Recorded information:
>>

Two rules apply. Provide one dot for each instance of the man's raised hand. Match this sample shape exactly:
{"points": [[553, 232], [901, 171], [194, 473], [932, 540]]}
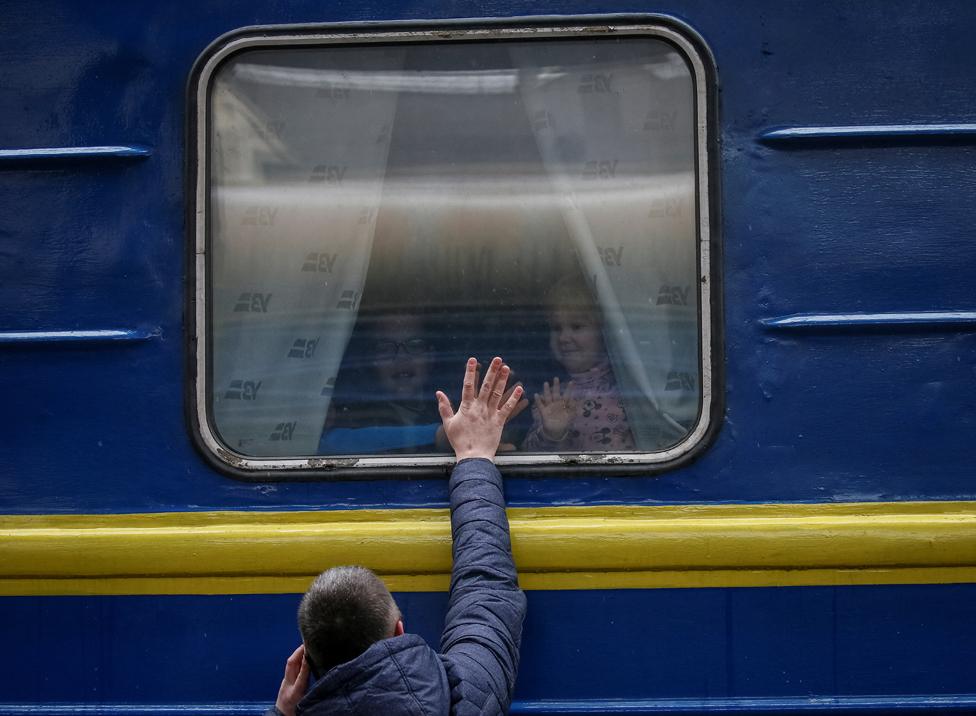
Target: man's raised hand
{"points": [[476, 428], [294, 683]]}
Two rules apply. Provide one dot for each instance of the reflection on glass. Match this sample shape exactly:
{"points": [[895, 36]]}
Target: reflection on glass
{"points": [[380, 213]]}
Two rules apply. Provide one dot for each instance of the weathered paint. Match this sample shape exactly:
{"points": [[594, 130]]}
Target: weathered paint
{"points": [[556, 548]]}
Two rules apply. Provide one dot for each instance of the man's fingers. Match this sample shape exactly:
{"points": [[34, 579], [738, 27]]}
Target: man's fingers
{"points": [[302, 681], [294, 664], [468, 387], [444, 406], [490, 377], [513, 400], [497, 395], [519, 407]]}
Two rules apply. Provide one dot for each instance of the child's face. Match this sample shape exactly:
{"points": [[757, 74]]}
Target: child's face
{"points": [[576, 339], [401, 356]]}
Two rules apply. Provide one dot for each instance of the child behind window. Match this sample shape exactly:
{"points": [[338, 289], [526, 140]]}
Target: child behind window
{"points": [[586, 415]]}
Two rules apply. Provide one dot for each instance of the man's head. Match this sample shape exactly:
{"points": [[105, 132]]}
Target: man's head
{"points": [[344, 612]]}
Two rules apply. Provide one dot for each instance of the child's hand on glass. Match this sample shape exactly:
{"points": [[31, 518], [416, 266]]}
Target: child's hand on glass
{"points": [[556, 410]]}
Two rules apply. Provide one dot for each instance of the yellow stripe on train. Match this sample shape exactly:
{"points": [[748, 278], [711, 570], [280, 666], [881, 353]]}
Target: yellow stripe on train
{"points": [[594, 547]]}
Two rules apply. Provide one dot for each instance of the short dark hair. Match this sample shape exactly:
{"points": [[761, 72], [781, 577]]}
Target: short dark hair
{"points": [[343, 613]]}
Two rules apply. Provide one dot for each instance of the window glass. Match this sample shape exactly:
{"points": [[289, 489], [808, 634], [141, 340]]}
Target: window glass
{"points": [[379, 212]]}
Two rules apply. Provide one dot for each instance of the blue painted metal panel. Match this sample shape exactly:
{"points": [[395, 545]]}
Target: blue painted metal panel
{"points": [[843, 194], [875, 230], [749, 649]]}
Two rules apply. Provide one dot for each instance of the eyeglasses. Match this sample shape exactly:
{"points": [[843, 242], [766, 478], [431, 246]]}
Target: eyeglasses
{"points": [[387, 350]]}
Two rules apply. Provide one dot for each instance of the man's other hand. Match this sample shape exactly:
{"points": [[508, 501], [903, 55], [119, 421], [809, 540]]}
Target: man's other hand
{"points": [[476, 429], [294, 684]]}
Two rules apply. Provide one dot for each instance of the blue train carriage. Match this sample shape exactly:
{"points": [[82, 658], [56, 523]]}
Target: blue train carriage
{"points": [[243, 243]]}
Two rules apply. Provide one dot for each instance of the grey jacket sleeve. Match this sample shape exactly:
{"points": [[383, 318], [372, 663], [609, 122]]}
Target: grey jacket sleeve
{"points": [[483, 628]]}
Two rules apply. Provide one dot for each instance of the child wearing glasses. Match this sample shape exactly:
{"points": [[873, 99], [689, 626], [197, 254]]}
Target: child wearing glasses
{"points": [[395, 412]]}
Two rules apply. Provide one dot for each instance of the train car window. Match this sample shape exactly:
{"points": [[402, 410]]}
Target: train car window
{"points": [[374, 209]]}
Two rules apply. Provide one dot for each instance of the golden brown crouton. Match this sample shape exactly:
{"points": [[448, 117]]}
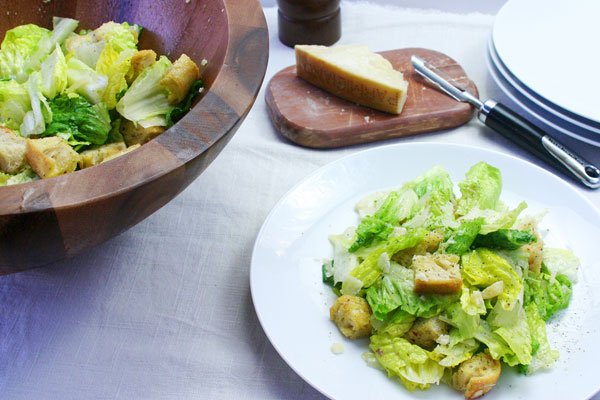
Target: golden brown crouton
{"points": [[426, 331], [437, 273], [138, 134], [139, 62], [179, 78], [119, 154], [476, 376], [352, 315], [12, 152], [89, 158], [535, 251], [429, 244], [51, 156]]}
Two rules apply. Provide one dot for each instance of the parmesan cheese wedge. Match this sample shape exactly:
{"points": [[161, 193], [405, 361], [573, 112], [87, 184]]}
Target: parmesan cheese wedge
{"points": [[354, 73]]}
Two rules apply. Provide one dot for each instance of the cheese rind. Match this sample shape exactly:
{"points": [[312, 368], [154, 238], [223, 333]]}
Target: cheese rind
{"points": [[354, 73]]}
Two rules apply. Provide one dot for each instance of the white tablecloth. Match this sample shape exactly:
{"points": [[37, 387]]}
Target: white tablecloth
{"points": [[164, 310]]}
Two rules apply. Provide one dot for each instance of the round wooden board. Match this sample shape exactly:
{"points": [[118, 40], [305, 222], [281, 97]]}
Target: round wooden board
{"points": [[312, 117]]}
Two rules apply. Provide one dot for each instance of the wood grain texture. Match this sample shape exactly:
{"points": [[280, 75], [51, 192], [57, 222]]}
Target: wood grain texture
{"points": [[44, 221], [312, 117]]}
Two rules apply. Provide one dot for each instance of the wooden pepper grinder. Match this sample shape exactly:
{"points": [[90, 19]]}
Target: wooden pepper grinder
{"points": [[309, 22]]}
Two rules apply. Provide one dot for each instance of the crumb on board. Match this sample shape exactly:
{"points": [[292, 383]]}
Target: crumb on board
{"points": [[337, 348]]}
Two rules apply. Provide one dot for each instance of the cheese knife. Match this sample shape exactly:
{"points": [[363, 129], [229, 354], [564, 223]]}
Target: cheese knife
{"points": [[515, 128]]}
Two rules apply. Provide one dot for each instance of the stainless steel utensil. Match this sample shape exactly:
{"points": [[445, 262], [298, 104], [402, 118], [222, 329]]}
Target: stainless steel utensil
{"points": [[515, 128]]}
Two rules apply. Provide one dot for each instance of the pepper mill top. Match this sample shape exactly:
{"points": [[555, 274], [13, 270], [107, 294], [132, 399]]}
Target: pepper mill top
{"points": [[309, 22]]}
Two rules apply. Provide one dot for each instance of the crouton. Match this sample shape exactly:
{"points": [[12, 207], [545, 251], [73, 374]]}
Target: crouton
{"points": [[125, 151], [133, 134], [352, 315], [426, 331], [476, 376], [429, 244], [12, 152], [437, 273], [89, 158], [179, 78], [139, 62], [535, 251], [51, 156]]}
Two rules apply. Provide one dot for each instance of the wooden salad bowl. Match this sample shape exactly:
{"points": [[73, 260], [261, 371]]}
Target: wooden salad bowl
{"points": [[48, 220]]}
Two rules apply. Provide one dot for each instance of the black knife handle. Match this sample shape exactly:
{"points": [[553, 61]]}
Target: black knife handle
{"points": [[528, 136]]}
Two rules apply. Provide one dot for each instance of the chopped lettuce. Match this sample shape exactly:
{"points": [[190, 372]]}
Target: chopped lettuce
{"points": [[543, 356], [561, 262], [34, 121], [369, 270], [396, 207], [115, 66], [414, 366], [461, 239], [482, 267], [481, 189], [54, 74], [505, 239], [19, 44], [85, 81], [146, 102], [179, 111], [549, 294], [503, 306], [81, 121], [396, 290], [62, 27], [14, 103]]}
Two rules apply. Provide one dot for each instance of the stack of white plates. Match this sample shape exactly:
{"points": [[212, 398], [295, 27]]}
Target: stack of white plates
{"points": [[544, 60]]}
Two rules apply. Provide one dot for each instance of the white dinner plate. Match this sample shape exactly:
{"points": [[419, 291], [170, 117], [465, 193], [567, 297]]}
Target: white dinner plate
{"points": [[293, 304], [551, 46]]}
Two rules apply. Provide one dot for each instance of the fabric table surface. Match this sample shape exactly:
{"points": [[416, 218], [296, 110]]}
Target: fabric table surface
{"points": [[164, 310]]}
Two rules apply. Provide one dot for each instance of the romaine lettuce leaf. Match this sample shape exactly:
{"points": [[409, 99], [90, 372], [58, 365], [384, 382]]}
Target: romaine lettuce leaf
{"points": [[19, 44], [14, 103], [146, 101], [461, 239], [54, 74], [396, 324], [561, 261], [343, 262], [543, 355], [396, 207], [396, 290], [62, 27], [550, 295], [515, 334], [472, 302], [369, 270], [505, 239], [456, 350], [415, 367], [481, 189], [494, 219], [114, 65], [482, 267], [85, 81], [34, 121], [82, 121]]}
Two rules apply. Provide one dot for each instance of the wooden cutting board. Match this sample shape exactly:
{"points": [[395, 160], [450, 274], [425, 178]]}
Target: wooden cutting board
{"points": [[312, 117]]}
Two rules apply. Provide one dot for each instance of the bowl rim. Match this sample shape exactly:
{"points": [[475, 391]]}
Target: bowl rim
{"points": [[175, 137]]}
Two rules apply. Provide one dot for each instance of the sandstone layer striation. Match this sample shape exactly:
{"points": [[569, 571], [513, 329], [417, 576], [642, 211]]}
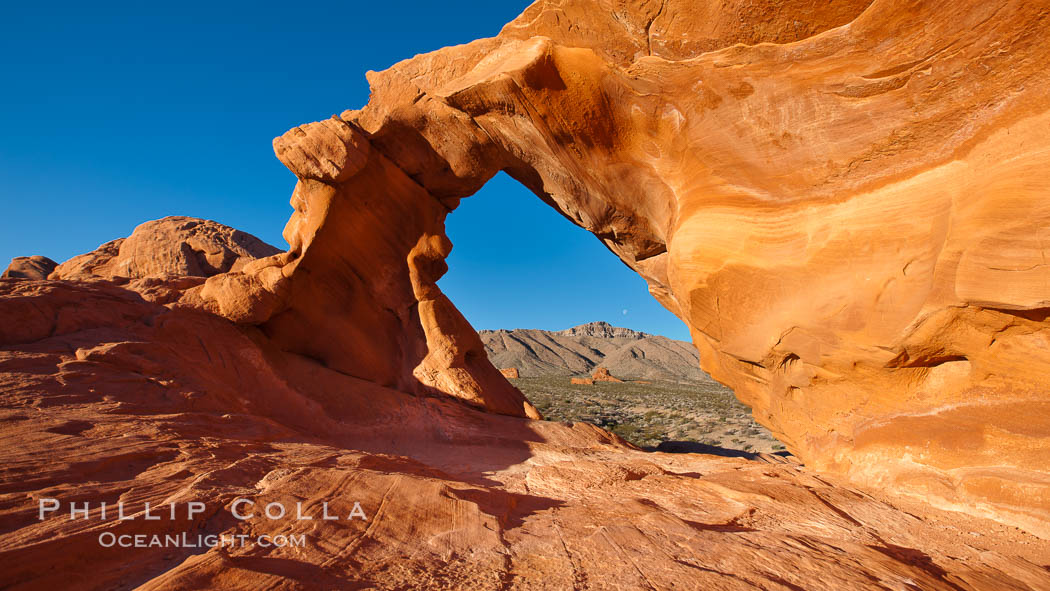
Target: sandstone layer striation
{"points": [[844, 202]]}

<<

Directive: Write the items from the line containing "of the romaine" through the end of the items as a numbered list, skipping blank lines and leaving out the pictures.

Solution:
1. Two rules apply. Provide one dot for each instance of the romaine lettuce leaf. Match this sample shape exactly:
2. {"points": [[409, 99], [90, 372], [58, 365], [384, 382]]}
3. Target: romaine lettuce leaf
4. {"points": [[19, 44], [14, 103], [146, 101], [461, 239], [54, 74], [396, 324], [561, 261], [343, 262], [543, 355], [396, 207], [396, 290], [62, 27], [550, 295], [515, 334], [472, 302], [369, 270], [505, 239], [456, 350], [415, 367], [481, 189], [494, 219], [114, 65], [482, 267], [85, 81], [34, 121], [82, 121]]}
5. Two rules apply. Provide one dot for each instance of the wooden cutting board. Match this sample shape exactly:
6. {"points": [[395, 160], [450, 274], [425, 178]]}
7. Target: wooden cutting board
8. {"points": [[312, 117]]}
9. Two rules apply. Provide one dot for each instance of the bowl rim. Match this sample shape exactly:
10. {"points": [[475, 391]]}
11. Target: bowl rim
12. {"points": [[175, 137]]}
13. Two rules apply. Provide one dot for each instance of the sandstone layer striation. Match this sample shape exactly:
14. {"points": [[569, 571], [513, 329], [417, 576], [642, 211]]}
15. Target: sandstone layer striation
16. {"points": [[844, 202]]}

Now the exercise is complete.